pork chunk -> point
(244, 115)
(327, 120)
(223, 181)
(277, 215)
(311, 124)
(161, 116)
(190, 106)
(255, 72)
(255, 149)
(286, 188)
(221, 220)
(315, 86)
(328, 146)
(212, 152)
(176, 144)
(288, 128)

▶ **THE TASK**: Return every one of the lines above, unchanged and in their original order.

▶ **REPLY TO THE TASK**:
pork chunk -> point
(244, 115)
(327, 120)
(223, 181)
(277, 215)
(311, 124)
(161, 116)
(190, 106)
(255, 72)
(255, 149)
(286, 188)
(221, 220)
(315, 86)
(328, 146)
(212, 152)
(176, 144)
(288, 128)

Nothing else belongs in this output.